Free-text object descriptions:
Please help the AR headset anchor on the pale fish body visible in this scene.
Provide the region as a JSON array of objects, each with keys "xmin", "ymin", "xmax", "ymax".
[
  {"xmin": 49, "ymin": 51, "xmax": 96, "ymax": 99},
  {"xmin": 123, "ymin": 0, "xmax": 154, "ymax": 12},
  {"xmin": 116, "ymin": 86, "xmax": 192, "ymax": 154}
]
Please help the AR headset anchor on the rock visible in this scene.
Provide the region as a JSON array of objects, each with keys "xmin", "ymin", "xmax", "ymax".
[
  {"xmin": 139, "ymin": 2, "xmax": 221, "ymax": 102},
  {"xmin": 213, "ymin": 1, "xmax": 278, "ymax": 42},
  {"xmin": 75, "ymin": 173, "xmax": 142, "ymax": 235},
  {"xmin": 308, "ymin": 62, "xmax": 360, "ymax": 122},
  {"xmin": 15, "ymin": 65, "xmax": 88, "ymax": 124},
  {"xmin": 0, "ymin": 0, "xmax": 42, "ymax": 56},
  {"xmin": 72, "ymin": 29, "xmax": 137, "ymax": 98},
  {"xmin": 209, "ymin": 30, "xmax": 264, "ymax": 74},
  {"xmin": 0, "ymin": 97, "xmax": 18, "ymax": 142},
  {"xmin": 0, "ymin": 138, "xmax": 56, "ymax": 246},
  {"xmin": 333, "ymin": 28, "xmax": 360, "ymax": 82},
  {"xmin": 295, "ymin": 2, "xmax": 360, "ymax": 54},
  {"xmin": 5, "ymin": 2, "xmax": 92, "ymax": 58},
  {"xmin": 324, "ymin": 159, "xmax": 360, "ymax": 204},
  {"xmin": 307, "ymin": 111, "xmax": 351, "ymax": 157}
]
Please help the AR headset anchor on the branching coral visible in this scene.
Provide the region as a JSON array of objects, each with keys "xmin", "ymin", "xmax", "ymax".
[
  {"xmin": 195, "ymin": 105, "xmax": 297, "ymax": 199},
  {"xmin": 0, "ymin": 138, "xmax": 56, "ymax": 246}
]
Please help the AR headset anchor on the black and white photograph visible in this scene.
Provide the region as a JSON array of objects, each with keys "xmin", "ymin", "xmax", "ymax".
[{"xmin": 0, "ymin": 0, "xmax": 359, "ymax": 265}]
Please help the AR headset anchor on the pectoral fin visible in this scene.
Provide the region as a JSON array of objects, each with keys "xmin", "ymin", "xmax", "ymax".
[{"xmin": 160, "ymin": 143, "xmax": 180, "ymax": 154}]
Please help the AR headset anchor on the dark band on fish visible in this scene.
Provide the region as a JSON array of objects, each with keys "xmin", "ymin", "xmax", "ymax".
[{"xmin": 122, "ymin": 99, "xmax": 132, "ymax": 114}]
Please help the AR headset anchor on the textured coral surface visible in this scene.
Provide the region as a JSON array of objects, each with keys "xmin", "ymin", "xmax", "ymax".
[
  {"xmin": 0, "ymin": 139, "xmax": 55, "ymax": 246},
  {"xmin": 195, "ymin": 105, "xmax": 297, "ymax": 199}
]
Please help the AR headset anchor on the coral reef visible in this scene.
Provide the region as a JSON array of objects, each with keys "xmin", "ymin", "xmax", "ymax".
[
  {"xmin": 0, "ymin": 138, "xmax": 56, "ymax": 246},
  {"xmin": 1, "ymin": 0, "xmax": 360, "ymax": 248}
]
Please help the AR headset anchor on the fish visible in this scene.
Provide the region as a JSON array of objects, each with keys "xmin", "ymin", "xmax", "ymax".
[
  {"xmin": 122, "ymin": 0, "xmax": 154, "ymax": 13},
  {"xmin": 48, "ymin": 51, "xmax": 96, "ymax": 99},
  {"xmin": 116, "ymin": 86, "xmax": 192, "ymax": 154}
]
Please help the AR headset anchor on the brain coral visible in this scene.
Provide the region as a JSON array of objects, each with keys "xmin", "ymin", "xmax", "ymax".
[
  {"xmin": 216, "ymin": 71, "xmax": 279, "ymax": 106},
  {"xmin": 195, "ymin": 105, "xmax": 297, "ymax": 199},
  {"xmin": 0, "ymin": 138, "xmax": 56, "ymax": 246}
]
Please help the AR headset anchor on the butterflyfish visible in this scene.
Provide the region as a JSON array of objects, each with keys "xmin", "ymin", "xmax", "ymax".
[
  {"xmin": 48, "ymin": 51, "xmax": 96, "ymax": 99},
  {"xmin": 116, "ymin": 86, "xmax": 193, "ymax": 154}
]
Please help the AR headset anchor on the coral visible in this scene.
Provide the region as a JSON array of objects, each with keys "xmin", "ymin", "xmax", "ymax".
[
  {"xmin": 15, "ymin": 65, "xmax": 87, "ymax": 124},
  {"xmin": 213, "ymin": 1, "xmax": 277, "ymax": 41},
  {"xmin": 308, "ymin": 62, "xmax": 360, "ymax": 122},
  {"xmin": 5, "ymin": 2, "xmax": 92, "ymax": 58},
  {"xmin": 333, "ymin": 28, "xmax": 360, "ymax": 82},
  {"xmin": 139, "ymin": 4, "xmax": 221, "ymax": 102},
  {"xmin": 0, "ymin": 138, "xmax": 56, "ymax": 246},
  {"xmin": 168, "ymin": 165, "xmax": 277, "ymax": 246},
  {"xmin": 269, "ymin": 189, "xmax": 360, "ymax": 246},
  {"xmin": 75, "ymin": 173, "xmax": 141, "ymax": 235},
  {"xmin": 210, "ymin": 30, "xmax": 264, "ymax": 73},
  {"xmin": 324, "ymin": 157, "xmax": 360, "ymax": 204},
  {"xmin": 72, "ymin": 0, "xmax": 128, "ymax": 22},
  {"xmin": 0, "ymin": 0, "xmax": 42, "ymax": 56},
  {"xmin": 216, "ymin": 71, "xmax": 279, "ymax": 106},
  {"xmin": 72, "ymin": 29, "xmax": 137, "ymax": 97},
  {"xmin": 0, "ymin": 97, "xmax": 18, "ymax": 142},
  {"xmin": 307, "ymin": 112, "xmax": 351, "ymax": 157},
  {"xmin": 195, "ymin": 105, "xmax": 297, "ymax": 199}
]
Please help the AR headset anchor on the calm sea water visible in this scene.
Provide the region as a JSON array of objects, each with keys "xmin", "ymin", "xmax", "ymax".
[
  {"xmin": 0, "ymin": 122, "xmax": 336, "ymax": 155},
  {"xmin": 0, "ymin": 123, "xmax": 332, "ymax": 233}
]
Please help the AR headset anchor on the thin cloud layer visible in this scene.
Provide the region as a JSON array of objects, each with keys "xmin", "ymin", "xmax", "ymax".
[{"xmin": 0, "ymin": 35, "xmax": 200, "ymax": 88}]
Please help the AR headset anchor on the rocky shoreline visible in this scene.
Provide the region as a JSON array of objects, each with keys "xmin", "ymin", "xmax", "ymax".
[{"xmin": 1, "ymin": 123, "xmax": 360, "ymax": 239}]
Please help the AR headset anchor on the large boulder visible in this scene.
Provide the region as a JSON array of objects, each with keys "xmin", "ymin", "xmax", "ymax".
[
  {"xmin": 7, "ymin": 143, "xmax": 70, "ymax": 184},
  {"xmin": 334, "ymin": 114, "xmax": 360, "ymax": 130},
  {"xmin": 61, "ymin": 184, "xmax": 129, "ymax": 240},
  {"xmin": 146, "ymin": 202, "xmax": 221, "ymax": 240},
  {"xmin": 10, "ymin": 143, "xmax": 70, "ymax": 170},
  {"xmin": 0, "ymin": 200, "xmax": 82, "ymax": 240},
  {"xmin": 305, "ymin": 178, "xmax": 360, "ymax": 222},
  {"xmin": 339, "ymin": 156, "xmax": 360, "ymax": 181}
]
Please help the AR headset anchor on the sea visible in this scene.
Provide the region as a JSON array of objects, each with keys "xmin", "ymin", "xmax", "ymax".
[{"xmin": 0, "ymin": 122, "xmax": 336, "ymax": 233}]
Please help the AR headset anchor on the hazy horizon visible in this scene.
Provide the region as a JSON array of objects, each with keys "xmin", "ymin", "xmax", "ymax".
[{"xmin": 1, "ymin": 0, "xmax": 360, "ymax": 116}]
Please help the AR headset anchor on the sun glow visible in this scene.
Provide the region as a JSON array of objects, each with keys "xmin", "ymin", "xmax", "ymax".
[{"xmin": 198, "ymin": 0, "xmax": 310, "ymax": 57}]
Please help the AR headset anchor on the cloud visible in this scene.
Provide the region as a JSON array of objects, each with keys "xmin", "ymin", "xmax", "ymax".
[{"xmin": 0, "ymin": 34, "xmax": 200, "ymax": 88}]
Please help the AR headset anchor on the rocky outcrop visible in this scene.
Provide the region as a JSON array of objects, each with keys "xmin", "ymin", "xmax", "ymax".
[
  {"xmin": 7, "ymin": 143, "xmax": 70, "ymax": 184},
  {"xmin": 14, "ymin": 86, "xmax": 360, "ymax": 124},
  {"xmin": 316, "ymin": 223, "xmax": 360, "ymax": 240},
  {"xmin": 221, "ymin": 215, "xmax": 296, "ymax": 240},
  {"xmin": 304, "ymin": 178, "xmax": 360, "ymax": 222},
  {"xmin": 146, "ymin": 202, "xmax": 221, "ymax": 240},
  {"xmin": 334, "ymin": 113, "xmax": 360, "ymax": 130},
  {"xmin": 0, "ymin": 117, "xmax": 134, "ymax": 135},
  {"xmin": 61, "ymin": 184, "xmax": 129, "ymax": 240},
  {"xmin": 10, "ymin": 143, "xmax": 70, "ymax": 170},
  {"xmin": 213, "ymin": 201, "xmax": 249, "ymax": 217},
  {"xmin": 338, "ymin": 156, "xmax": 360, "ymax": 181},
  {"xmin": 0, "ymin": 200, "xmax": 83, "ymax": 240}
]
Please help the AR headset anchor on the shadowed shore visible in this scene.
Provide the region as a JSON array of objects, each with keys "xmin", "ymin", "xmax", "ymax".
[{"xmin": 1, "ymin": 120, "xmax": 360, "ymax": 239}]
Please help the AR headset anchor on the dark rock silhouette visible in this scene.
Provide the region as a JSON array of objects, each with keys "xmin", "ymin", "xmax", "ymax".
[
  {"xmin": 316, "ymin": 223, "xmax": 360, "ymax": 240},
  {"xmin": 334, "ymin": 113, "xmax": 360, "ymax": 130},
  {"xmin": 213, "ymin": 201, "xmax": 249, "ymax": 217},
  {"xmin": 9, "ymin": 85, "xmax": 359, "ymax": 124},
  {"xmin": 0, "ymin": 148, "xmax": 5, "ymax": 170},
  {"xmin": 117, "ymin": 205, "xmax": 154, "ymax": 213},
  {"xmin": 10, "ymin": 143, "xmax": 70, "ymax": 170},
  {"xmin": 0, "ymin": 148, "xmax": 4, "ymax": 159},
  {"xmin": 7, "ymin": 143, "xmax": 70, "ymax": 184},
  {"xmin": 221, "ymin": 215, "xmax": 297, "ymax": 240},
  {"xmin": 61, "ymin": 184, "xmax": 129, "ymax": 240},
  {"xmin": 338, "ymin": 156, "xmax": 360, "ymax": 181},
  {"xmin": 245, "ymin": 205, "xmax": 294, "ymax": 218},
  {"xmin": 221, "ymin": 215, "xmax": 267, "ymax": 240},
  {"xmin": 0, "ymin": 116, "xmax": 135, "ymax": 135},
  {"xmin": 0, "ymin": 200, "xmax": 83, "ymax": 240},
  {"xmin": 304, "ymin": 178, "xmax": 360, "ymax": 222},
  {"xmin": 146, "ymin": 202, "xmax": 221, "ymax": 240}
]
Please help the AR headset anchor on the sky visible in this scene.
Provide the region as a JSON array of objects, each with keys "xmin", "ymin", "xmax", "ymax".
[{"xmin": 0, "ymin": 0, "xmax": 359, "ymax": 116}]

__WHAT TO WORK ON__
State, as a number only, how many lines in the entries include "rocky".

__ANSWER BOX__
2